AIM OF THE EXERCISE =
Collect every line in the entries below that contains the string "leaf", copying each line in full. Matching is case-sensitive.

DATASET EXCERPTS =
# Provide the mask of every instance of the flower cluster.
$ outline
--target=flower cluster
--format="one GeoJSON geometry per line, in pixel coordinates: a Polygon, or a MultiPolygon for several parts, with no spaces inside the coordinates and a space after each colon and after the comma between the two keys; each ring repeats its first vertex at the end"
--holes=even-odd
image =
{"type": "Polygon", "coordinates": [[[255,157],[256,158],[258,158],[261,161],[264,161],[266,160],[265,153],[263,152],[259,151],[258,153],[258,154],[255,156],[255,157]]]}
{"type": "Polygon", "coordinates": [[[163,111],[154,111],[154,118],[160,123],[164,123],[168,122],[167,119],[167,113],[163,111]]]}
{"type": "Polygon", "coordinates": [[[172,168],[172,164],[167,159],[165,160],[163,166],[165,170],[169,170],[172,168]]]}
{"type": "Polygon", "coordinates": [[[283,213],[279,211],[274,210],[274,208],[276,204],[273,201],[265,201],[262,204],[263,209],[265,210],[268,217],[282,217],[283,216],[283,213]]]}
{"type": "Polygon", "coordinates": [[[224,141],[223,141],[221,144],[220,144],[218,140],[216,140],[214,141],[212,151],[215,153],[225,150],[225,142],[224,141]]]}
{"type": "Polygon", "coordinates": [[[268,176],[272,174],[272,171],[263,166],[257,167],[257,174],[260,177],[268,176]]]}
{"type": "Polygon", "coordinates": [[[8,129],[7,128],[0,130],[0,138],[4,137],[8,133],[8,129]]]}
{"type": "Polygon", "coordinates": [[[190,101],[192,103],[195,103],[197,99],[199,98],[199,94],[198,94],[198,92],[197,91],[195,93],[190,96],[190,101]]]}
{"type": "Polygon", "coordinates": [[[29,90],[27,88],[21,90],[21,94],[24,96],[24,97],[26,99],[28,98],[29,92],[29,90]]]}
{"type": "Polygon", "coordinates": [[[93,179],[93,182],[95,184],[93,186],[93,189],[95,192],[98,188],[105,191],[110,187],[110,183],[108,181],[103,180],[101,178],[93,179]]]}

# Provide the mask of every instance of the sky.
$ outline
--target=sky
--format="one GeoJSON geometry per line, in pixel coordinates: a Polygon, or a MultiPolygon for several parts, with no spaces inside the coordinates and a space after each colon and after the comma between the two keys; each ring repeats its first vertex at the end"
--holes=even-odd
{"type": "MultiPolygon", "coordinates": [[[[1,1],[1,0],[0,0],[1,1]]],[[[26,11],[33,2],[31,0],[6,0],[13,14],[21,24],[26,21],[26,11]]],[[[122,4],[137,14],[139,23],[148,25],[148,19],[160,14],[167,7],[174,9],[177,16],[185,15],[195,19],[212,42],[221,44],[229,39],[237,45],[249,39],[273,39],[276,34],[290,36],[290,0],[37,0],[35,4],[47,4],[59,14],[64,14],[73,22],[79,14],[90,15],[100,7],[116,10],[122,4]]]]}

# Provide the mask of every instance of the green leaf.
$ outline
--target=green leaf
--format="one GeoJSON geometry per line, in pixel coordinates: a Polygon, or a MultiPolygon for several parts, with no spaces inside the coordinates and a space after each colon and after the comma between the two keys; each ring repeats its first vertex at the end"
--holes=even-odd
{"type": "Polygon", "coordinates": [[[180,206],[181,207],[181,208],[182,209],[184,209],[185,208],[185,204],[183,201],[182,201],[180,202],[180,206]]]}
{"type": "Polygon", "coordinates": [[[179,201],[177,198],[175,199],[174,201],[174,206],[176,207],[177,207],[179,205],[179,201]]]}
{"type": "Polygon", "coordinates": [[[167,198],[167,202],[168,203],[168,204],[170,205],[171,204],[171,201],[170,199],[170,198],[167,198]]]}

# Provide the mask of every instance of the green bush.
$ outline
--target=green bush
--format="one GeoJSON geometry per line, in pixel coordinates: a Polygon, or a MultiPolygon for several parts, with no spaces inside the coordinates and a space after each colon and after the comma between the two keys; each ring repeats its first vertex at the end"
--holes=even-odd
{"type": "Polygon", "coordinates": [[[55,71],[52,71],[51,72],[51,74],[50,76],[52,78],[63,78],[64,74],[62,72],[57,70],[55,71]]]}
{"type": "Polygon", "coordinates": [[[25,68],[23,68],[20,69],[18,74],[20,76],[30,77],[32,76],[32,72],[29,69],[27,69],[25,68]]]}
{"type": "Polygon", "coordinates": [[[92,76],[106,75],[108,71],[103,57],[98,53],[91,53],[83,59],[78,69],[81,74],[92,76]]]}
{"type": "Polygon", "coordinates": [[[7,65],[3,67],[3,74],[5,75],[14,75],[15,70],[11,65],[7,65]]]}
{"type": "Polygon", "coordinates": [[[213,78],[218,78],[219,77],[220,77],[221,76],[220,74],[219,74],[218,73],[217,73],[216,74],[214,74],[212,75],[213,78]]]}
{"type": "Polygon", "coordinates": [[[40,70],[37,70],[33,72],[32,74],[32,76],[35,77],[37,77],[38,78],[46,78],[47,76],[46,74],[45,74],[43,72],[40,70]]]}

OUTPUT OF THE EXERCISE =
# Provide the mask of every instance of the green leaf.
--target=green leaf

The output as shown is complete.